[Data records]
# # # # #

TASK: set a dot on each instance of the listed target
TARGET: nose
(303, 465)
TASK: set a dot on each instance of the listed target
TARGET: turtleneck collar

# # # # #

Edit the data above by replacing "set a dot" with "place a point" throughout, leaving everything else as it is.

- _Correct answer_
TASK: place a point on each instance of the listed target
TARGET: nose
(303, 465)
TASK: place a point on each instance of the listed target
TARGET: turtleneck collar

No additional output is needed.